(Problem statement):
Reproduce, word for word and in full, the write-up below on developing the Infinite Canvas prototype.

(Document excerpt):
════════════════

The first version followed a four-step loop: generate an image, describe it in one word, turn that word into a sentence, then design a layout that brought it all together. Each finished graphic could trigger the next cycle, creating an infinite loop of visual and verbal interpretation.
But after watching it run for a few rounds, it became pretty clear that this wasn’t going anywhere useful. The design quality was mediocre, and it got boring fast. Research also showed that it’s unlikely designers will be fully replaced by AI—it's more about a collaborative future, where humans and AI push design forward together.
The whole setup was missing the most crucial piece: real human–AI interaction.
At that point, I felt kind of stuck. So I printed out a bunch of AI-generated images and threw them onto paper with ink. I tried to think very randomly and technically at the same time.
It was actually kind of fun, so I started prototyping a digital version. Using hand tracking, you could place artworks on a digital canvas and use them as brushes. But I still wasn’t happy with the interaction—it didn’t really say much about real-world designer–AI collaboration.
It finally clicked during a class presentation when I showed how I generated the images. Everyone started shouting out prompts they wanted to try, and we spent the whole time exploring what the AI came up with. That half hour was the most productive part of the entire project—and made me rethink the whole concept.
Second try

After that presentation, I quickly built a first prototype of the “Infinite Canvas.” Users could speak a prompt, which would be generated into an image. Once the image appeared, they’d see themselves masking out a part of it—this masked section would then be refined based on the next prompt.

When showing the prototype to others, I noticed they often used very basic prompts and ended up disappointed with the results—they had a specific style in mind. To fix this, I added a style selection bar with the most common visual categories users seemed to be looking for. They could switch styles anytime—even mid-process—and even blend two styles by selecting the area between categories.

════════════════

(Dataset records):
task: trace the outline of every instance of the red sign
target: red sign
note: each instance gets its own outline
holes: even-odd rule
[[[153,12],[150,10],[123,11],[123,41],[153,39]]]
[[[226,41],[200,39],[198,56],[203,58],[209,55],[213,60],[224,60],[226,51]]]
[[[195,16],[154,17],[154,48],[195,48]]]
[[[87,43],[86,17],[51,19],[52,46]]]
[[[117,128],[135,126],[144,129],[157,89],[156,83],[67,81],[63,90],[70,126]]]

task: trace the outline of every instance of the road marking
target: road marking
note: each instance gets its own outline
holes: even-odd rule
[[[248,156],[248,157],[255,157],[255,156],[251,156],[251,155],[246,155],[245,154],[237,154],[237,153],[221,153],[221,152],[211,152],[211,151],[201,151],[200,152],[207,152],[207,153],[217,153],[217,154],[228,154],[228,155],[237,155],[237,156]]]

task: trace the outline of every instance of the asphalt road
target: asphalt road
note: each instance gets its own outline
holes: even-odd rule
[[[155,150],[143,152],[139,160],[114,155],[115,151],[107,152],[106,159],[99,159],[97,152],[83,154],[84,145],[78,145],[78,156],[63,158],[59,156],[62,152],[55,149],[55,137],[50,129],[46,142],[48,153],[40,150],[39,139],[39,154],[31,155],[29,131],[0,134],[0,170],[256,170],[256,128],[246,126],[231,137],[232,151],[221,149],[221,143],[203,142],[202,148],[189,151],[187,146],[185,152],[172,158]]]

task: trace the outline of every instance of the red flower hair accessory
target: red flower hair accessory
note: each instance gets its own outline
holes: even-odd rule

════════════════

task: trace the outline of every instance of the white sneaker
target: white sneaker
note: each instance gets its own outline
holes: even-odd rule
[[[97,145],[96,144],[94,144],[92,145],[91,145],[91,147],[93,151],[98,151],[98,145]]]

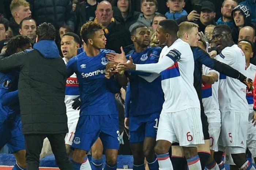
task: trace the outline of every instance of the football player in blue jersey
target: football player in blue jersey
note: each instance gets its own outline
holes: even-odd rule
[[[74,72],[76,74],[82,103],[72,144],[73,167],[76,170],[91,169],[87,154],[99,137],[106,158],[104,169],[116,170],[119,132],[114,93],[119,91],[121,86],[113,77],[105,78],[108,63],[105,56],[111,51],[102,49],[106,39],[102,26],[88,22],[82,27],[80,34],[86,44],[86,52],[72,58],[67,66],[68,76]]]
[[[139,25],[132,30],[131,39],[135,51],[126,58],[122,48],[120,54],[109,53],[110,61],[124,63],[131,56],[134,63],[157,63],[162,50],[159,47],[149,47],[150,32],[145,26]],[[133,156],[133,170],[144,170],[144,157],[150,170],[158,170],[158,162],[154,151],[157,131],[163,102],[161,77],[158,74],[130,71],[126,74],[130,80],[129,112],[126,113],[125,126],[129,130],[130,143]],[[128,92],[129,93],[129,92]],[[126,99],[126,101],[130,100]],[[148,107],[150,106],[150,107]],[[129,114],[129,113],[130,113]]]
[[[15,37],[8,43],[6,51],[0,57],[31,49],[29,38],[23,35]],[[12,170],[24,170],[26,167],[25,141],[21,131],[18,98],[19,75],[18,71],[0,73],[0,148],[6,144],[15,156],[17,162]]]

════════════════

(Solution to this problem):
The first version followed a four-step loop: generate an image, describe it in one word, turn that word into a sentence, then design a layout that brought it all together. Each finished graphic could trigger the next cycle, creating an infinite loop of visual and verbal interpretation.
But after watching it run for a few rounds, it became pretty clear that this wasn’t going anywhere useful. The design quality was mediocre, and it got boring fast. Research also showed that it’s unlikely designers will be fully replaced by AI—it's more about a collaborative future, where humans and AI push design forward together.
The whole setup was missing the most crucial piece: real human–AI interaction.
At that point, I felt kind of stuck. So I printed out a bunch of AI-generated images and threw them onto paper with ink. I tried to think very randomly and technically at the same time.
It was actually kind of fun, so I started prototyping a digital version. Using hand tracking, you could place artworks on a digital canvas and use them as brushes. But I still wasn’t happy with the interaction—it didn’t really say much about real-world designer–AI collaboration.
It finally clicked during a class presentation when I showed how I generated the images. Everyone started shouting out prompts they wanted to try, and we spent the whole time exploring what the AI came up with. That half hour was the most productive part of the entire project—and made me rethink the whole concept.
Second try

After that presentation, I quickly built a first prototype of the “Infinite Canvas.” Users could speak a prompt, which would be generated into an image. Once the image appeared, they’d see themselves masking out a part of it—this masked section would then be refined based on the next prompt.

When showing the prototype to others, I noticed they often used very basic prompts and ended up disappointed with the results—they had a specific style in mind. To fix this, I added a style selection bar with the most common visual categories users seemed to be looking for. They could switch styles anytime—even mid-process—and even blend two styles by selecting the area between categories.